## begin INFORMATION SHOWN
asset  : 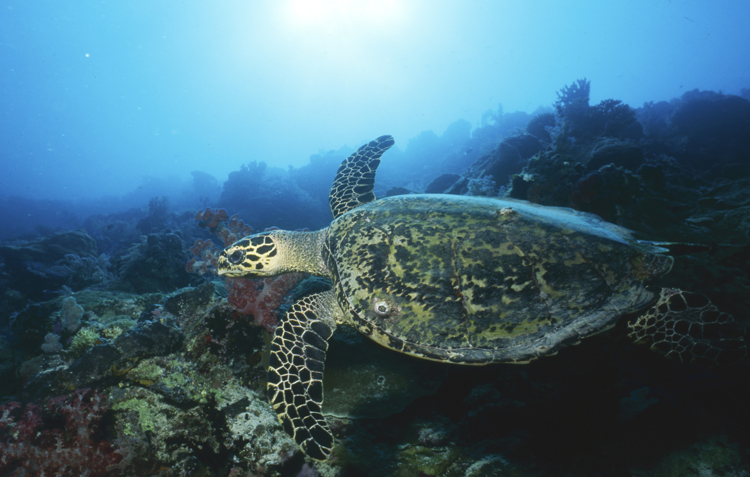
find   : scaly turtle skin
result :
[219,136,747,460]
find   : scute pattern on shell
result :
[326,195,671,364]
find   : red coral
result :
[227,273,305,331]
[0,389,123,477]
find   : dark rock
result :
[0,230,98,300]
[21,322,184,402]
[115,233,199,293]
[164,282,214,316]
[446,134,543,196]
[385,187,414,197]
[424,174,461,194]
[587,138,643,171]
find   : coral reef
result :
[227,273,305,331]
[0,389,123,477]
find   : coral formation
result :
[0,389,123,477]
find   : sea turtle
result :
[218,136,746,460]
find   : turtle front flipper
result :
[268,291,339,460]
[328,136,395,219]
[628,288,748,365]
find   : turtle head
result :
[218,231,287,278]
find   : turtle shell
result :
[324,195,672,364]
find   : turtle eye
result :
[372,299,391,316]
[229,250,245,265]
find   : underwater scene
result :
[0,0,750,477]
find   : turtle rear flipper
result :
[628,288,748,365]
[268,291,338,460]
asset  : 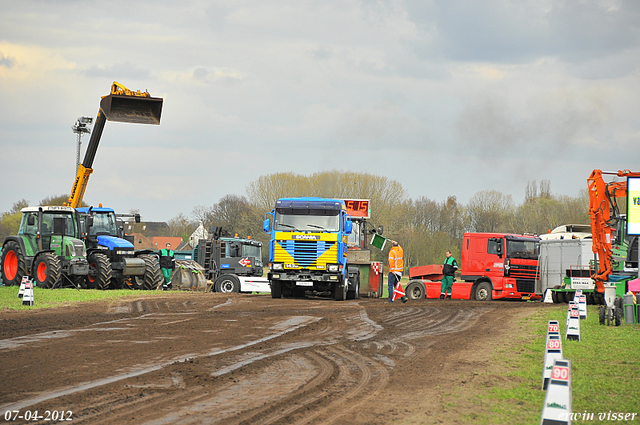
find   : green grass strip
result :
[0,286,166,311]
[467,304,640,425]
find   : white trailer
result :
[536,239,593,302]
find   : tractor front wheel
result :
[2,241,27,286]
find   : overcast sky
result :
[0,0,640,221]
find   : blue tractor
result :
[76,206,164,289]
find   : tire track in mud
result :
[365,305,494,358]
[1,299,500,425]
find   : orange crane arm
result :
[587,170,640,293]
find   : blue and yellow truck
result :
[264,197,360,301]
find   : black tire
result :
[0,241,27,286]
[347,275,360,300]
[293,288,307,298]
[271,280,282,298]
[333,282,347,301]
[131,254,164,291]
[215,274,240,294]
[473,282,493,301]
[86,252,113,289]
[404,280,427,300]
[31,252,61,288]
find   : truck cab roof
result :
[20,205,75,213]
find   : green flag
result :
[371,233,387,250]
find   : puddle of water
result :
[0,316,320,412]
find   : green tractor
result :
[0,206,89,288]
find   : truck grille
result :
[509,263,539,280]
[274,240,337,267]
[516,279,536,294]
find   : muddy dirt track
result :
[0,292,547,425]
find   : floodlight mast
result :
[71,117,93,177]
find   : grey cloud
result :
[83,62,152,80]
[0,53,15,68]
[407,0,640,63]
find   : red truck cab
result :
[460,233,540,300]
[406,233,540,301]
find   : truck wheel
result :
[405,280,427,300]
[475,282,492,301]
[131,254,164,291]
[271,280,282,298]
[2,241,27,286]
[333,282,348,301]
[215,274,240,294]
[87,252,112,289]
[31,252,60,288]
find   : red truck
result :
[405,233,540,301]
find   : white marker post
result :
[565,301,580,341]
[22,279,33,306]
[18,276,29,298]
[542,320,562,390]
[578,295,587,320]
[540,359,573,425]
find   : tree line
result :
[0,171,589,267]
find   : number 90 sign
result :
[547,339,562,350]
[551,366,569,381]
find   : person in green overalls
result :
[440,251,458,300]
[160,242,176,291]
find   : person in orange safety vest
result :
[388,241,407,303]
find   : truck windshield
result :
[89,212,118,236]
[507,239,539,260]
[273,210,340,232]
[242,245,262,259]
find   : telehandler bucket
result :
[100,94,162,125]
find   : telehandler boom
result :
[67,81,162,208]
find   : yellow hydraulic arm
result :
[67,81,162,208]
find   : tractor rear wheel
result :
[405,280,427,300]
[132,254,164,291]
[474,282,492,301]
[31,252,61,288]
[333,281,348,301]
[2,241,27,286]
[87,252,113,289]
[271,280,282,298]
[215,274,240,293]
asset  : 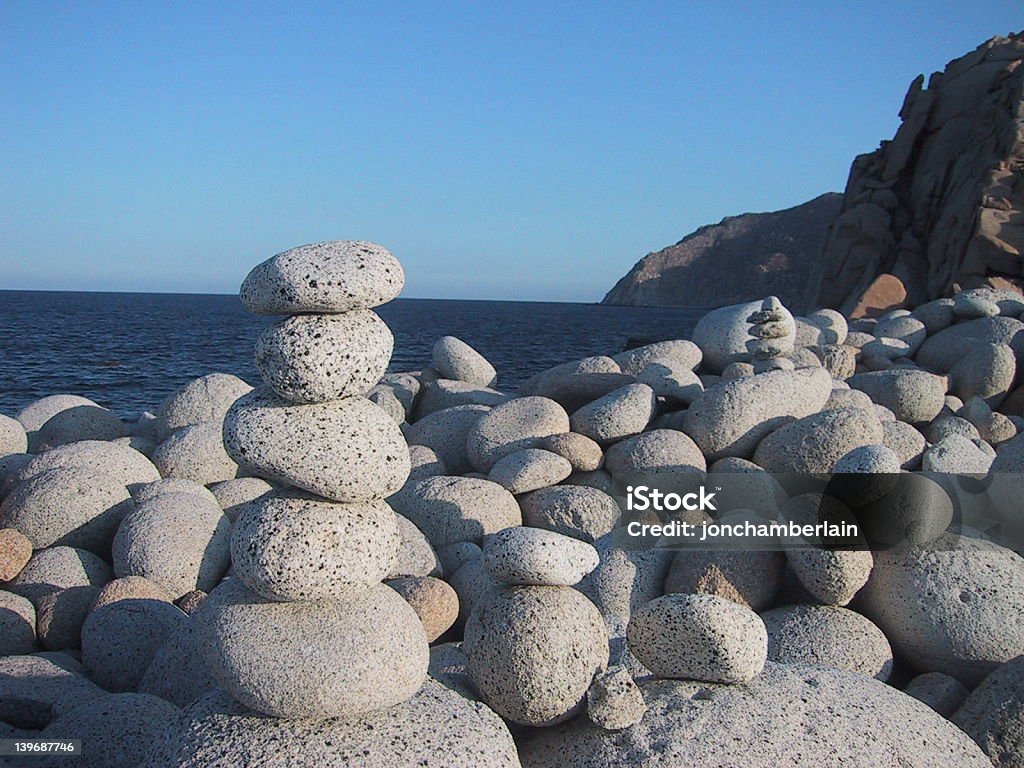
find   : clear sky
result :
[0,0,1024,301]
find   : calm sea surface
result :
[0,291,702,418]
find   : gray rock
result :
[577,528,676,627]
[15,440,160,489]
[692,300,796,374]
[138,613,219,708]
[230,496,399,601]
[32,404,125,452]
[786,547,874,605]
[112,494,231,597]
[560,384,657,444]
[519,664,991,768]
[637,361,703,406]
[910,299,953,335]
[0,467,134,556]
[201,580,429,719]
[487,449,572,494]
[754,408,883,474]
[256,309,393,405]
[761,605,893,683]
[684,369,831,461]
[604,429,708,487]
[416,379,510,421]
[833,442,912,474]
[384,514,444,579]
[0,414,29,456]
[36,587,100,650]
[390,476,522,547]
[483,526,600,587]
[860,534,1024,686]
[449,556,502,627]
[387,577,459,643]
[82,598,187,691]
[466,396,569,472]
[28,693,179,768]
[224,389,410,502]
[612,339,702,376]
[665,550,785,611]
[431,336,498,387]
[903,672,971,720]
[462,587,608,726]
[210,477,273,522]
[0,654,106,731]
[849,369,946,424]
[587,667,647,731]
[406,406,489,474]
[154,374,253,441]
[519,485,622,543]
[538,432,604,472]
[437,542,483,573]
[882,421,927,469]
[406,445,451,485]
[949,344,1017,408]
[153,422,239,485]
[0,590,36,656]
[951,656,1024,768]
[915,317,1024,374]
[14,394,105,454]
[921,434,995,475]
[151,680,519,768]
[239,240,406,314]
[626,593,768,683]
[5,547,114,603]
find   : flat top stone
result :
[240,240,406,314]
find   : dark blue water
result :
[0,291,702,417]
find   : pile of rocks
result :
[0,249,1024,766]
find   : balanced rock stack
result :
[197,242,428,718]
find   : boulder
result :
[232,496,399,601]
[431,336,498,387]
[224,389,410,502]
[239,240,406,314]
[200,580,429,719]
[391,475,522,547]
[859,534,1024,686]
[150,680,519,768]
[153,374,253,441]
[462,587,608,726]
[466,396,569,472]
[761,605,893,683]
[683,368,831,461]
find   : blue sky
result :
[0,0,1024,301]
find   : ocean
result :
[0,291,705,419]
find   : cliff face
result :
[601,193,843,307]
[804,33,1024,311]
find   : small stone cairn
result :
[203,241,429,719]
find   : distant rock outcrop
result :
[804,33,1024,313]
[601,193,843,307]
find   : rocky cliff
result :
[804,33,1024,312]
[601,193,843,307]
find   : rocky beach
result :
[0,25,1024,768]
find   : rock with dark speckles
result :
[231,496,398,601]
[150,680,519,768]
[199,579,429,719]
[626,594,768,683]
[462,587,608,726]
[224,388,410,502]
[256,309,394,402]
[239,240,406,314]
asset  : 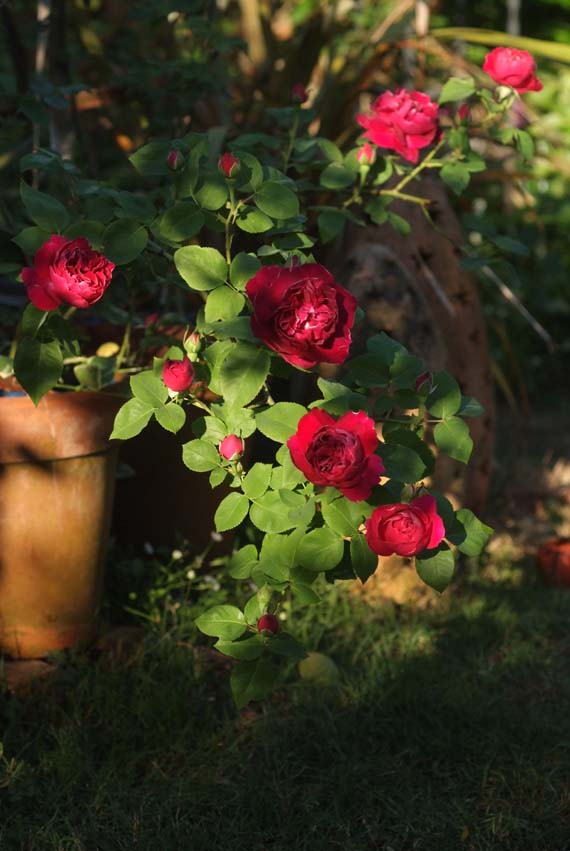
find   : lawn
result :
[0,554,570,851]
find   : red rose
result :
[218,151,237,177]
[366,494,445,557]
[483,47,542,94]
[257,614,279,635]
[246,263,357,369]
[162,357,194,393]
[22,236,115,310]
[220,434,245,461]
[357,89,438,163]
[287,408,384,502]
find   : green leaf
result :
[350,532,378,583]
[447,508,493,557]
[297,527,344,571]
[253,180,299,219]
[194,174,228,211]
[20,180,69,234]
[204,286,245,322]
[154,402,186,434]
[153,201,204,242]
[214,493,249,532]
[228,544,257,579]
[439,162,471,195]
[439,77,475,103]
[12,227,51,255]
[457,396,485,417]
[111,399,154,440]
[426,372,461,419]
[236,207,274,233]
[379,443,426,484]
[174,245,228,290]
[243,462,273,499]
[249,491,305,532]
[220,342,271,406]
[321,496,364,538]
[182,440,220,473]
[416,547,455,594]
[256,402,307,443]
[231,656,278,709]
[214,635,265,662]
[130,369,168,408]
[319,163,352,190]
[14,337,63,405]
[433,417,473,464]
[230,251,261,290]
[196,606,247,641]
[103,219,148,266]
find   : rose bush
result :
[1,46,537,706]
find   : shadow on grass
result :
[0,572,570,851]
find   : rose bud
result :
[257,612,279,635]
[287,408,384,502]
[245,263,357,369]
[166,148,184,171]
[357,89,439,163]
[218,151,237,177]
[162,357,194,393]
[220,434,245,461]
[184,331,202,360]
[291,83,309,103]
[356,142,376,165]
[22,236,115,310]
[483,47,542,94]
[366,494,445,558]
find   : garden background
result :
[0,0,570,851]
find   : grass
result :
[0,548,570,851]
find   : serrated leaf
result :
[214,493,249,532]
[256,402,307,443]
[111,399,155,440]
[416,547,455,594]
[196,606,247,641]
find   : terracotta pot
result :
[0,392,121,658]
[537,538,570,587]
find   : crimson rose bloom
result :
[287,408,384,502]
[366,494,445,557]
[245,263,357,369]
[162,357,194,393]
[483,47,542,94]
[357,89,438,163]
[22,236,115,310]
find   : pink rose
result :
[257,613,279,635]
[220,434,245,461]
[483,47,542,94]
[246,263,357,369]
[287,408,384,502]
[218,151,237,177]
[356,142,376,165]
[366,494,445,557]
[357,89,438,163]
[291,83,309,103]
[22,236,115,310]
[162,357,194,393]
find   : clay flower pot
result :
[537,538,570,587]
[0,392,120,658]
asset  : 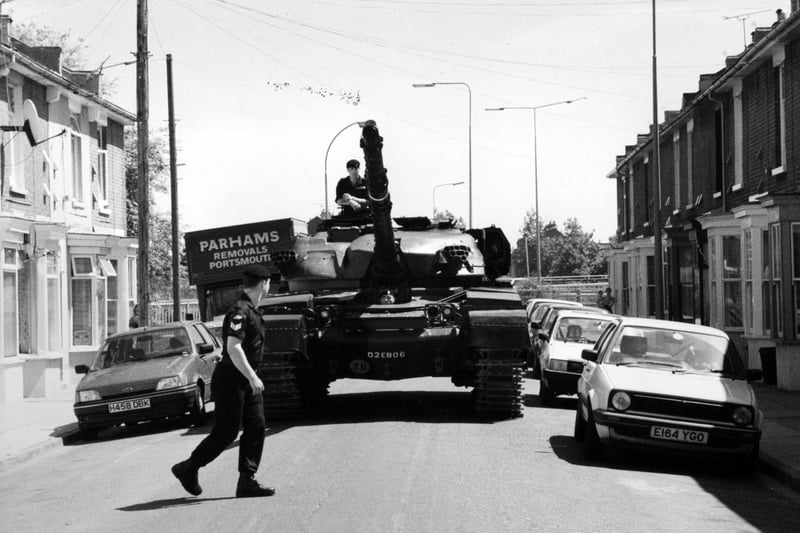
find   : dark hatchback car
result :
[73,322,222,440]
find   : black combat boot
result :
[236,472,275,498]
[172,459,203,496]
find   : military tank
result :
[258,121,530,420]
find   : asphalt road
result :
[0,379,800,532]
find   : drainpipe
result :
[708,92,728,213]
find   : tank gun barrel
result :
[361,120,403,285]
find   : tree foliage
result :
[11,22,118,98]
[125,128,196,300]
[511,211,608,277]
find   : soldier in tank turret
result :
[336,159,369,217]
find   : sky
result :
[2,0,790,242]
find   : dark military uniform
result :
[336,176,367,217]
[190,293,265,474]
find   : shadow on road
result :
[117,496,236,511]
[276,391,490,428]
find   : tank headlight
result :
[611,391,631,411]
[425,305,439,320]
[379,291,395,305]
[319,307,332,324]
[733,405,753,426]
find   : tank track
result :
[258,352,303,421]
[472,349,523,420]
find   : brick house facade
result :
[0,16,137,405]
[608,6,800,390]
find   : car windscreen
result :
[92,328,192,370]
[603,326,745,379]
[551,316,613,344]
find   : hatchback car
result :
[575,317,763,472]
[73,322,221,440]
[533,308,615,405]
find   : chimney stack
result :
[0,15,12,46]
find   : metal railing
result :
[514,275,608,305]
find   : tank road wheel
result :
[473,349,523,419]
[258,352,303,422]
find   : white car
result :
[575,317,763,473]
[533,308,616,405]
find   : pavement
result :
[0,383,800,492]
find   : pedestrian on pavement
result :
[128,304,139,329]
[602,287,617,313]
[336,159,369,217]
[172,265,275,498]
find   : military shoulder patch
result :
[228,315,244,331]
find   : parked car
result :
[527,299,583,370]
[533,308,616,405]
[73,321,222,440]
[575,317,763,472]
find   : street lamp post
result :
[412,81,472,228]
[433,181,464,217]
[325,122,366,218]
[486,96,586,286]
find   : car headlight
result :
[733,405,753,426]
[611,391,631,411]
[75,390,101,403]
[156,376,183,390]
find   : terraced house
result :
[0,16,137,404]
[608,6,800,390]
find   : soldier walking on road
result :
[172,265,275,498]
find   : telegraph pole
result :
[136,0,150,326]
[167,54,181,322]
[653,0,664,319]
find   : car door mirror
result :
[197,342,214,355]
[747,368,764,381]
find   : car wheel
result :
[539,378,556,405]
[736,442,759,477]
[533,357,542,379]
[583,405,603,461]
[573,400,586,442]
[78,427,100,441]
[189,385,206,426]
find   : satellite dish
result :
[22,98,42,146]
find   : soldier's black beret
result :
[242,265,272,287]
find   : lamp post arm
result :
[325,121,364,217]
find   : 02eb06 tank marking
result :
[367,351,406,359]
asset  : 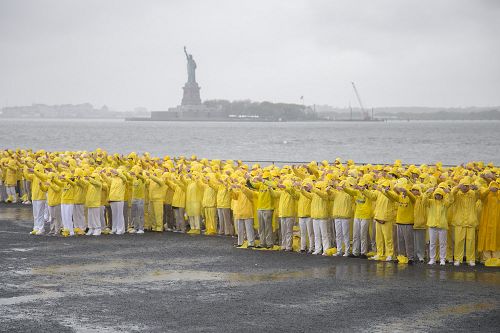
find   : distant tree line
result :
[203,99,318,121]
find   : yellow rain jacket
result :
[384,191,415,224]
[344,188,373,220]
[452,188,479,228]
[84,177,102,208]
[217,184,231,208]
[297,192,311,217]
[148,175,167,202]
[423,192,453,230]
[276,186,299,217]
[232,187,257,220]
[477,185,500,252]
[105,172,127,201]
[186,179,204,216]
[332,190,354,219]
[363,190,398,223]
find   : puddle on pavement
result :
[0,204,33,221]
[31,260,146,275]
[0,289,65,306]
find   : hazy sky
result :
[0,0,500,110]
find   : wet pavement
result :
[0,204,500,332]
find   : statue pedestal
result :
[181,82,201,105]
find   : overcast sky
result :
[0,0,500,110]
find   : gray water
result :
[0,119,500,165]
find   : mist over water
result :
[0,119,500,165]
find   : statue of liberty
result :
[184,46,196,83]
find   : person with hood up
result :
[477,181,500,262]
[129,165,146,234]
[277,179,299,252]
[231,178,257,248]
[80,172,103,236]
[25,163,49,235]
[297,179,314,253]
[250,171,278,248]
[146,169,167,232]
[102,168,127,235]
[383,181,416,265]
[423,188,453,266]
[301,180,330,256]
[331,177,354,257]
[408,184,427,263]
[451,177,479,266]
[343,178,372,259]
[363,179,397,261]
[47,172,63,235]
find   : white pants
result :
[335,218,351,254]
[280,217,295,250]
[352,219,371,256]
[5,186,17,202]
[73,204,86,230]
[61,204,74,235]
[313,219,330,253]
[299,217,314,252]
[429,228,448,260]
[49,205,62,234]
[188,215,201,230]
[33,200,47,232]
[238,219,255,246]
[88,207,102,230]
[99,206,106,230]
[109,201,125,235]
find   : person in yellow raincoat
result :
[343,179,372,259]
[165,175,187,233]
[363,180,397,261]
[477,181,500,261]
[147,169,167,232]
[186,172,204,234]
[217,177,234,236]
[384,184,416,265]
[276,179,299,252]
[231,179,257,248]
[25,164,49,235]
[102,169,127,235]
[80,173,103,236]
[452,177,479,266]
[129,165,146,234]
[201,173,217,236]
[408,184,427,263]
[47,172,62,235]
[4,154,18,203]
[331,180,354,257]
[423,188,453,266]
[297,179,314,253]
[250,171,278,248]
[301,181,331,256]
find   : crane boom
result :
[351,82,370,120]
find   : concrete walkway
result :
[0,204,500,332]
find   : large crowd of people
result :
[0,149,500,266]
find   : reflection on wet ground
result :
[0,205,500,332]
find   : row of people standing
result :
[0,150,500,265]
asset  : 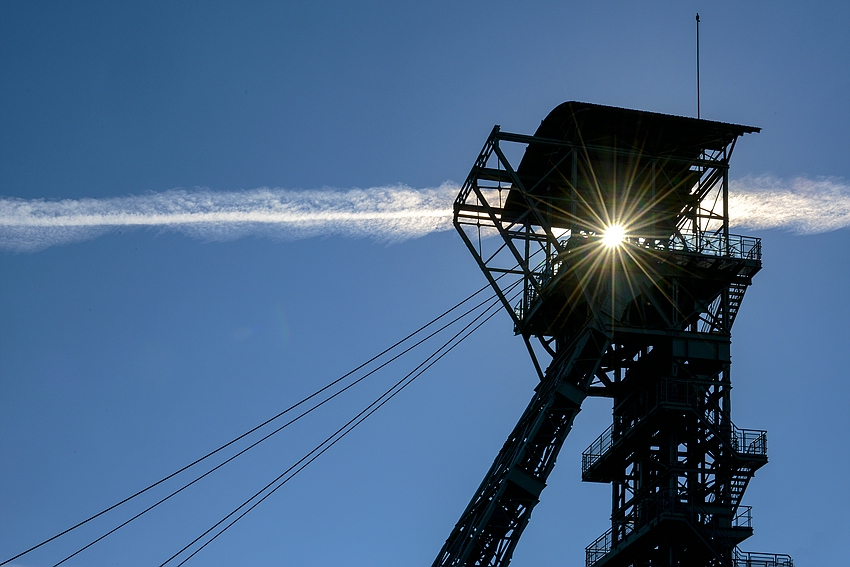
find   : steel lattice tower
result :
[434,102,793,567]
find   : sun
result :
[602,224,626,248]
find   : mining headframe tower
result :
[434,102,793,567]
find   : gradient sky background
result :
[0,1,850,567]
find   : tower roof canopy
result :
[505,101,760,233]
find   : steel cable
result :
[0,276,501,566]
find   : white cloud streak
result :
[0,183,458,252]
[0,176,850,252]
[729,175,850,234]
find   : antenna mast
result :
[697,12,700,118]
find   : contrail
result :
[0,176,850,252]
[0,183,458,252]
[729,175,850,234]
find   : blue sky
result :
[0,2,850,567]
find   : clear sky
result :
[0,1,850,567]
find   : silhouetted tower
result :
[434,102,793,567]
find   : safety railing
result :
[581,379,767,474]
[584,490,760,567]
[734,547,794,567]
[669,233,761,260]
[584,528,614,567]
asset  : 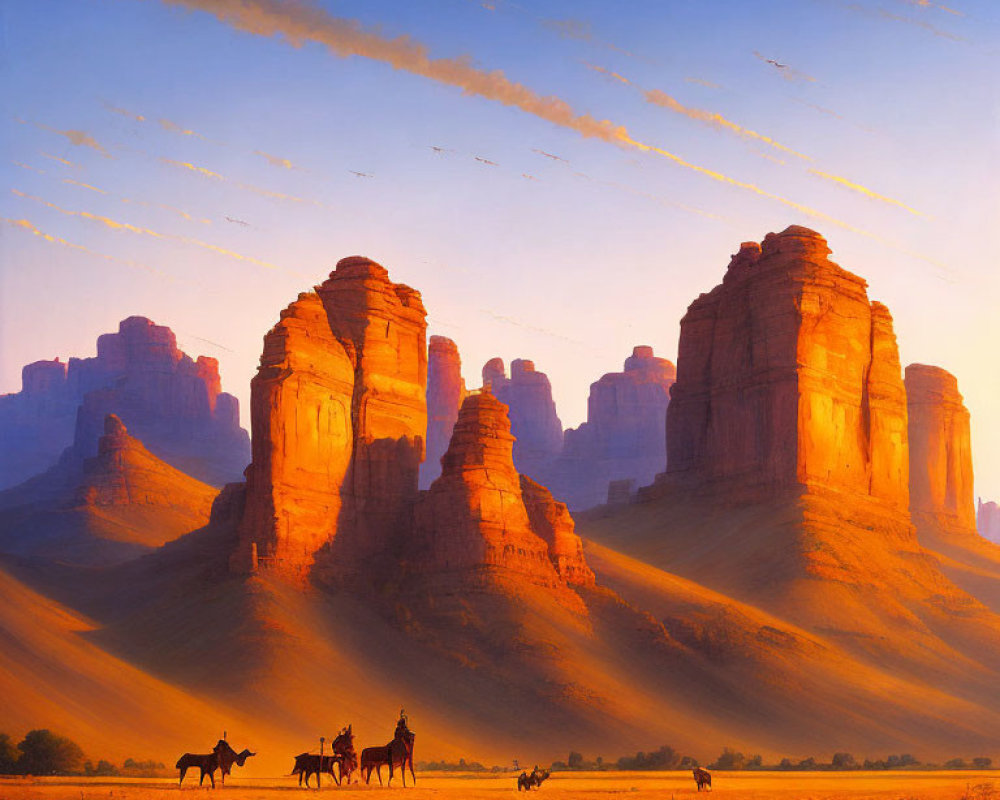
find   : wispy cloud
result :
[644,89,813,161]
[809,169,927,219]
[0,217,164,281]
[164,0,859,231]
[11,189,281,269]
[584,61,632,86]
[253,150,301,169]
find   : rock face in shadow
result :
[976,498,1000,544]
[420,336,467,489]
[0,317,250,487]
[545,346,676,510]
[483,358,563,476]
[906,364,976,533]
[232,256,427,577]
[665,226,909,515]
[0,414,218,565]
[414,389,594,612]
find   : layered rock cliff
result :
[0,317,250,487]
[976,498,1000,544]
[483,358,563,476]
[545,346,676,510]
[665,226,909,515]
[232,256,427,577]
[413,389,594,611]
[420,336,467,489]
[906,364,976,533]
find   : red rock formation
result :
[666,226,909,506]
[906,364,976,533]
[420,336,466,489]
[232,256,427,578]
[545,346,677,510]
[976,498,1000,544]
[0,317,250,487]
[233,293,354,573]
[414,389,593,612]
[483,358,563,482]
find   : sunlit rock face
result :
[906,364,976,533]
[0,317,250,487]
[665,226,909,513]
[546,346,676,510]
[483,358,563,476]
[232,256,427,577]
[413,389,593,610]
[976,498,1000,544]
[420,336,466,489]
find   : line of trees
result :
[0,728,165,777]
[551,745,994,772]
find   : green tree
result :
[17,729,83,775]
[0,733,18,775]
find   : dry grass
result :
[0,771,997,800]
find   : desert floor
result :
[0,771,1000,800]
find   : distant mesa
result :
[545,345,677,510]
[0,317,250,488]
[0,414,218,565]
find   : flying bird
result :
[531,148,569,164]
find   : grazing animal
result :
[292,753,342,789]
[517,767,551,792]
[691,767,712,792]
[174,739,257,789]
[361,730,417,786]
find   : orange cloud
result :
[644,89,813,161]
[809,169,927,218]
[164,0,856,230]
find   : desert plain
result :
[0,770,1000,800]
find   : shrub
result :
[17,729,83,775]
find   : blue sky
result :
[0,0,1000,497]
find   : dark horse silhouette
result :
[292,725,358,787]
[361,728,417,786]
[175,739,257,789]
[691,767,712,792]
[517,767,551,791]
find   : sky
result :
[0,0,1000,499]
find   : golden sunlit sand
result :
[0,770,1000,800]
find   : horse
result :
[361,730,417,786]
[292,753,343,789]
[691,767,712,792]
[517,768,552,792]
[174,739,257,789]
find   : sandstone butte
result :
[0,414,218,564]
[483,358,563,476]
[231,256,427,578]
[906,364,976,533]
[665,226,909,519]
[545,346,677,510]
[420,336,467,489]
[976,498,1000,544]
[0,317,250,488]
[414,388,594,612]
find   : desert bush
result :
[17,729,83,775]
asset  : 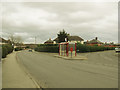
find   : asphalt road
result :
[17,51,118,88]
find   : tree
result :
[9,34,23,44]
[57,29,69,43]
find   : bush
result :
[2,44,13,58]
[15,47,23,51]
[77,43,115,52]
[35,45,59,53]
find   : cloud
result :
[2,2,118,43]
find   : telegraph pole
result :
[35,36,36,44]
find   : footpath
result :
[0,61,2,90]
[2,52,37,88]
## end INFORMATION SHOWN
How many lines in the listing above contain the string "lamp"? Reply with the number only.

TASK RESULT ::
2